**TASK DESCRIPTION**
Copy the entire listing, down to the final line, exactly.

+++++

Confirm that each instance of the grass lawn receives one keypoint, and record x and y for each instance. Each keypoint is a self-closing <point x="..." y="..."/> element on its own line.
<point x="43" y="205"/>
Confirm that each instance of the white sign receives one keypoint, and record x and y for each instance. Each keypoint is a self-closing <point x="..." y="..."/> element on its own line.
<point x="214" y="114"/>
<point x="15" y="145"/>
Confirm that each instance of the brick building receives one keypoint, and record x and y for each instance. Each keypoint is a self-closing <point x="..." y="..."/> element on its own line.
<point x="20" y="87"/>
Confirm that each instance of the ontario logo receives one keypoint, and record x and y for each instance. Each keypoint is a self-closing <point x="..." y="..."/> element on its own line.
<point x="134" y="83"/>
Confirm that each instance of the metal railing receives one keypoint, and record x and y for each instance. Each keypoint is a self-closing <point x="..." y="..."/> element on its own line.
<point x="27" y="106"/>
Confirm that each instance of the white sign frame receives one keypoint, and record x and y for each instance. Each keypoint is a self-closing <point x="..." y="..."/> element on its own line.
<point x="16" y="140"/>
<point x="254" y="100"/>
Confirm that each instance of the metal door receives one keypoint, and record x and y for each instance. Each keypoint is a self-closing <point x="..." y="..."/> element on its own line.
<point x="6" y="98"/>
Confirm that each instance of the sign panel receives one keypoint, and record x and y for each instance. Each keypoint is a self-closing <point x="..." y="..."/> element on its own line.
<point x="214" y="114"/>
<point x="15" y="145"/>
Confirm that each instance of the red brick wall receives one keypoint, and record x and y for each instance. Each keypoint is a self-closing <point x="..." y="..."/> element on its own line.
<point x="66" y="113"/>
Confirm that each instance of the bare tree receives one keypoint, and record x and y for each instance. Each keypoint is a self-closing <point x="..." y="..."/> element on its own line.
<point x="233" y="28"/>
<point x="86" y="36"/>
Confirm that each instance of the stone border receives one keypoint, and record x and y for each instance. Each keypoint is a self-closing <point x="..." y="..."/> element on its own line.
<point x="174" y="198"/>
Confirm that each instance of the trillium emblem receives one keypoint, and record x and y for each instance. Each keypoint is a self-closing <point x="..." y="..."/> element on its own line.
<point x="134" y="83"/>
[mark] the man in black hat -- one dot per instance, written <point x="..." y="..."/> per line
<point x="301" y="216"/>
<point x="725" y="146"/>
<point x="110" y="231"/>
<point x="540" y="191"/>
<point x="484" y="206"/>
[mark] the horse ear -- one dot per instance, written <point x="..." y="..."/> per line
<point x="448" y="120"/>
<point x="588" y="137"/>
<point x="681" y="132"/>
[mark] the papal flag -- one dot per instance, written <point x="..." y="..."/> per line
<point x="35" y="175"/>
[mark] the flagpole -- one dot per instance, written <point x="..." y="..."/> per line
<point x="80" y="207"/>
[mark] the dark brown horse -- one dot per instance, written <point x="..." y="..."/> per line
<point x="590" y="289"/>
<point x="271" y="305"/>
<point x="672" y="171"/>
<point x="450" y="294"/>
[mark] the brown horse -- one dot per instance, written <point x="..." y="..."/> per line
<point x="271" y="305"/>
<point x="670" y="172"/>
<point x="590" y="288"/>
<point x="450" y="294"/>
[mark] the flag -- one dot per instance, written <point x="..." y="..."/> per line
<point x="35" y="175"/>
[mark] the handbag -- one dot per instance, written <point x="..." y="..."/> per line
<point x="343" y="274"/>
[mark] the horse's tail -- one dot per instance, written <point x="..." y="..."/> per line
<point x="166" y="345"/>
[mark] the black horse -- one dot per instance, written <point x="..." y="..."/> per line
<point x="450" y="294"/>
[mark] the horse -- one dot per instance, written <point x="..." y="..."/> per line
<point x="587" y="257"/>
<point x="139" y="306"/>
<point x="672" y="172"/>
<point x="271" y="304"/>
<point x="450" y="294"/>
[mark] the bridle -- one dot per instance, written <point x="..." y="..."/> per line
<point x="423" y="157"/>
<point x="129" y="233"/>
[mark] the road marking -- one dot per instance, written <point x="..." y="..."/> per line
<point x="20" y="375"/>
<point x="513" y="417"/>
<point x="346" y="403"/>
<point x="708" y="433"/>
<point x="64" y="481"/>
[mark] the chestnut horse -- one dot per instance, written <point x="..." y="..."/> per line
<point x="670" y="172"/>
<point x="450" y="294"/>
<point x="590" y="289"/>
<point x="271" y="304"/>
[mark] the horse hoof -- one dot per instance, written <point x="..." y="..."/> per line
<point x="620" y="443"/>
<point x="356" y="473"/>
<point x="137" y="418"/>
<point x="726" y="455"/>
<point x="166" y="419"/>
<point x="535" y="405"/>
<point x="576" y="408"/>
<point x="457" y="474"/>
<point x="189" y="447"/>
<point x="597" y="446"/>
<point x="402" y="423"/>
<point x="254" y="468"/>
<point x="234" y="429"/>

+++++

**OUTPUT OF THE TASK**
Confirm that each instance of the grass lawn receives one keypoint, and record x and y for each instance. Each keypoint is a self-closing <point x="..." y="..."/> element on its own line.
<point x="43" y="205"/>
Confirm that each instance of the white sign receives one keypoint, and record x and y for each instance. Each keypoint is a self-closing <point x="..." y="..."/> element on its own line.
<point x="214" y="114"/>
<point x="15" y="145"/>
Confirm that each instance of the brick building receives one keypoint, and record x and y for each instance. Each keypoint is a self-closing <point x="..." y="..."/> element on its own line.
<point x="20" y="87"/>
Confirm that each instance of the ontario logo receives one keypoint, and record x and y for each instance. Each keypoint is a self-closing <point x="..." y="..."/> element on its own line.
<point x="134" y="83"/>
Confirm that each instance of the metal railing receives one keypoint, and record x and y for each instance. Each keypoint is a self-closing <point x="..." y="..."/> element on its own line.
<point x="27" y="106"/>
Confirm that each instance of the white sign frame receives one keypoint, and record x and y for each instance. Each keypoint is a self-closing <point x="..." y="..."/> element on its own line.
<point x="16" y="140"/>
<point x="254" y="100"/>
Confirm that each instance of the metal door receives one keypoint, and record x and y for each instance. Each keypoint is a self-closing <point x="..." y="..."/> element on its own line.
<point x="6" y="98"/>
Confirm that each instance of the sign panel receives one keypoint, and record x and y for each instance. Each keypoint is a self-closing <point x="..." y="..."/> element on its own line.
<point x="214" y="114"/>
<point x="15" y="145"/>
Confirm that each instance of the red brick wall receives one keypoint, and record x and y for each instance. Each keypoint is a self-closing <point x="..." y="..."/> element on its own line.
<point x="66" y="113"/>
Confirm that each instance of the bare tree receives one keypoint, and record x and y for each instance. Each keypoint is a self-closing <point x="..." y="..."/> element on its own line.
<point x="233" y="28"/>
<point x="86" y="36"/>
Confirm that each instance of the stone border receives one keypoint, and record x and y for each instance. Each keypoint is a self-closing <point x="..." y="..."/> element on its own line.
<point x="174" y="198"/>
Confirm that each instance of the trillium emblem receives one keypoint, and record x and y for each instance. Each keypoint is a self-closing <point x="..." y="..."/> element on its own line.
<point x="134" y="83"/>
[mark] the man in black hat -- one dot per instance, written <point x="..." y="..."/> per line
<point x="301" y="216"/>
<point x="725" y="146"/>
<point x="110" y="231"/>
<point x="540" y="191"/>
<point x="484" y="206"/>
[mark] the horse ear -- one dot per instance, written <point x="..." y="..."/> per line
<point x="448" y="120"/>
<point x="588" y="137"/>
<point x="681" y="132"/>
[mark] the papal flag -- one dot per instance, written <point x="..." y="..."/> per line
<point x="35" y="175"/>
[mark] the flagpole -- one dot per instance, written <point x="..." y="..."/> per line
<point x="80" y="207"/>
[mark] the dark brown horse -- one dot per instance, written <point x="..." y="..."/> per line
<point x="590" y="289"/>
<point x="271" y="305"/>
<point x="672" y="171"/>
<point x="450" y="294"/>
[mark] the brown horse -- one dot per instance, written <point x="..." y="..."/> per line
<point x="271" y="305"/>
<point x="670" y="172"/>
<point x="590" y="288"/>
<point x="450" y="294"/>
[mark] the flag -- one dot per instance, written <point x="..." y="..."/> per line
<point x="35" y="175"/>
[mark] the handbag -- one dot per instance, written <point x="..." y="..."/> per line
<point x="343" y="274"/>
[mark] the horse's tail -- one dot per instance, written <point x="..." y="..."/> per line
<point x="166" y="345"/>
[mark] the black horse -- one dot per instance, written <point x="..." y="..."/> per line
<point x="450" y="294"/>
[mark] the horse -- one dot per instance, written <point x="..." y="..."/> per line
<point x="587" y="257"/>
<point x="139" y="306"/>
<point x="672" y="172"/>
<point x="271" y="304"/>
<point x="450" y="294"/>
[mark] the bridle -- one dot per instance, written <point x="..." y="..."/> per line
<point x="423" y="157"/>
<point x="129" y="233"/>
[mark] the road marking -- one dot per instance, written <point x="..." y="..."/> per line
<point x="20" y="375"/>
<point x="513" y="417"/>
<point x="346" y="403"/>
<point x="708" y="433"/>
<point x="64" y="481"/>
[mark] the chestnut horse -- one dot per instance, written <point x="..." y="..."/> per line
<point x="670" y="172"/>
<point x="450" y="294"/>
<point x="590" y="289"/>
<point x="271" y="304"/>
[mark] the horse hoof -- one dot per instance, written <point x="..." y="..."/> per line
<point x="620" y="443"/>
<point x="356" y="473"/>
<point x="137" y="418"/>
<point x="726" y="455"/>
<point x="166" y="419"/>
<point x="535" y="405"/>
<point x="576" y="408"/>
<point x="457" y="474"/>
<point x="189" y="447"/>
<point x="597" y="446"/>
<point x="402" y="423"/>
<point x="254" y="468"/>
<point x="234" y="429"/>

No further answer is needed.